_What is being asked_
Transcribe every entry below word for word, but skip the pictures.

_Source data_
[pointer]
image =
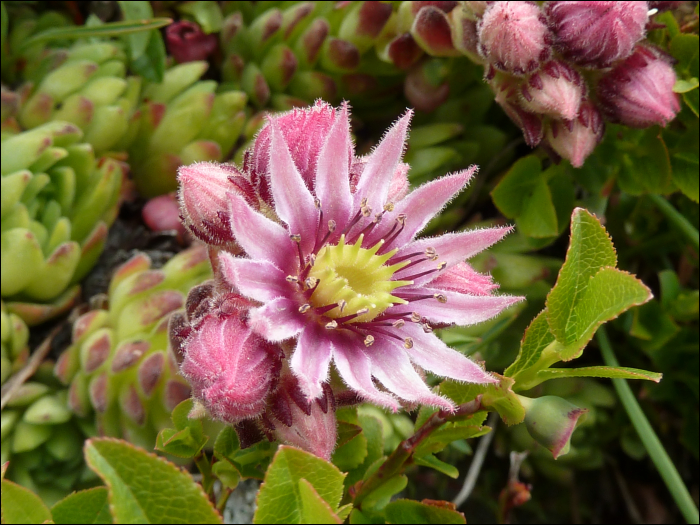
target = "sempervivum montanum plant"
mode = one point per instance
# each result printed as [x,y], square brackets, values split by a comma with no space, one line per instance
[331,271]
[119,365]
[57,203]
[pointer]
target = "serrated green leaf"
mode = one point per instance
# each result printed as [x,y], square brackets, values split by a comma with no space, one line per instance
[85,506]
[314,509]
[521,180]
[409,511]
[21,505]
[279,499]
[537,337]
[599,371]
[103,31]
[538,217]
[608,293]
[141,485]
[590,249]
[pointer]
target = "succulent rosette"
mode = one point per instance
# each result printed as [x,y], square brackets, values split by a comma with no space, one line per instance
[331,269]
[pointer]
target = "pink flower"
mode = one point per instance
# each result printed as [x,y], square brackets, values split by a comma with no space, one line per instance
[639,92]
[342,278]
[597,34]
[186,42]
[513,36]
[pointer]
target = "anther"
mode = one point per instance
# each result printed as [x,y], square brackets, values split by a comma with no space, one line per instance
[442,298]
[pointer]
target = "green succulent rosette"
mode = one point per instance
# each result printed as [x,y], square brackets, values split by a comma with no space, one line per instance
[57,203]
[182,120]
[119,366]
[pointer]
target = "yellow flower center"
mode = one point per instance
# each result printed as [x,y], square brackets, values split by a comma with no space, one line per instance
[356,278]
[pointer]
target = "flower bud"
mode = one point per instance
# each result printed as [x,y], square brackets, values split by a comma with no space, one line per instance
[556,90]
[596,34]
[639,92]
[575,139]
[202,195]
[186,42]
[231,370]
[513,36]
[551,421]
[309,426]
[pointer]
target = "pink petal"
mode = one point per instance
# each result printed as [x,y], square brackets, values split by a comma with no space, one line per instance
[381,164]
[258,280]
[311,359]
[333,172]
[260,237]
[355,368]
[390,364]
[460,309]
[277,320]
[451,248]
[422,204]
[293,201]
[463,278]
[431,353]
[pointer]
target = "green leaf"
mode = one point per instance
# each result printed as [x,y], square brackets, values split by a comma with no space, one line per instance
[599,371]
[538,217]
[521,180]
[314,509]
[279,499]
[21,505]
[102,31]
[590,249]
[409,511]
[141,485]
[85,506]
[537,337]
[608,293]
[431,461]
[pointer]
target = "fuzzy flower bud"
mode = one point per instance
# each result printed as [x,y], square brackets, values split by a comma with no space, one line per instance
[556,91]
[576,139]
[639,92]
[513,36]
[596,34]
[309,425]
[186,42]
[203,200]
[230,368]
[551,421]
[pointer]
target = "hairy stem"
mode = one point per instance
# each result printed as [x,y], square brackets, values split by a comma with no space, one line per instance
[395,463]
[651,442]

_Result for this exercise_
[pointer]
image =
target = "sempervivum montanum plant"
mode = one point per instance
# each result printed as [x,y], square brackets, values split by a comma with no space, one line per instance
[331,271]
[119,365]
[57,203]
[pointer]
target = "serrated green leaf"
mode = one point per instance
# each result printed as [x,y], square brackets, values split by a comma with no space, one line per instance
[85,506]
[314,509]
[521,180]
[409,511]
[21,505]
[279,499]
[537,337]
[599,371]
[103,31]
[538,217]
[608,293]
[141,485]
[590,249]
[pointer]
target = "succulent rosette"
mode = one point per instance
# each result printed as [x,y], square brackets, values split by a comma with no space, one line per instance
[331,269]
[pointer]
target = "pink flower"
mode = one point per instance
# each result printed as [x,y], square brackets, values split by a comma with no space, one line per instance
[639,92]
[342,278]
[597,34]
[186,42]
[513,36]
[pointer]
target = "anther"
mode = one point per instance
# each result printed as [x,y], square brackets, values split by a comma with no space, one line per instance
[442,298]
[pointer]
target = "green succulent rosette"
mode = one point per instance
# each result printed as [x,y], square brackets, values split by a comma with no space, one line per instance
[57,203]
[182,120]
[119,366]
[pointer]
target = "yellow flower center"
mode = one point per instance
# each result printed as [x,y], square brackets, values split by a comma with no space, one line per instance
[356,278]
[pointer]
target = "flower bud"
mode = one point per instance
# each result printed as [x,y], square brackets, values split by a comma with no space, one line per instance
[556,90]
[596,34]
[639,92]
[575,139]
[202,195]
[186,42]
[231,370]
[513,36]
[551,421]
[309,426]
[pointer]
target = "pink petal"
mode = one point per instance
# each result printed as [x,y], square brackets, values split by a comma with no space, one line per instance
[381,164]
[258,280]
[311,359]
[333,172]
[260,237]
[355,368]
[390,364]
[460,309]
[277,320]
[451,248]
[422,204]
[293,201]
[463,278]
[431,353]
[pointer]
target = "green leaf"
mode = one point per instance
# each result printed as [x,y], square brackets, values split by a comma with no space, one line per instance
[599,371]
[538,217]
[521,180]
[314,509]
[279,499]
[21,505]
[102,31]
[590,249]
[409,511]
[141,485]
[85,506]
[537,337]
[608,293]
[431,461]
[pointer]
target = "fuzzy flower bud"
mode = one point per instance
# each result printed as [x,y], square brackets, values split by a comma with no space, one line per instance
[556,91]
[576,139]
[639,92]
[513,36]
[596,34]
[309,425]
[186,42]
[203,200]
[230,368]
[551,421]
[pointer]
target = "hairy stem"
mode = one point per instance
# each result printed as [x,y], square brackets, values split by a comma with no space, one line per instance
[395,463]
[651,442]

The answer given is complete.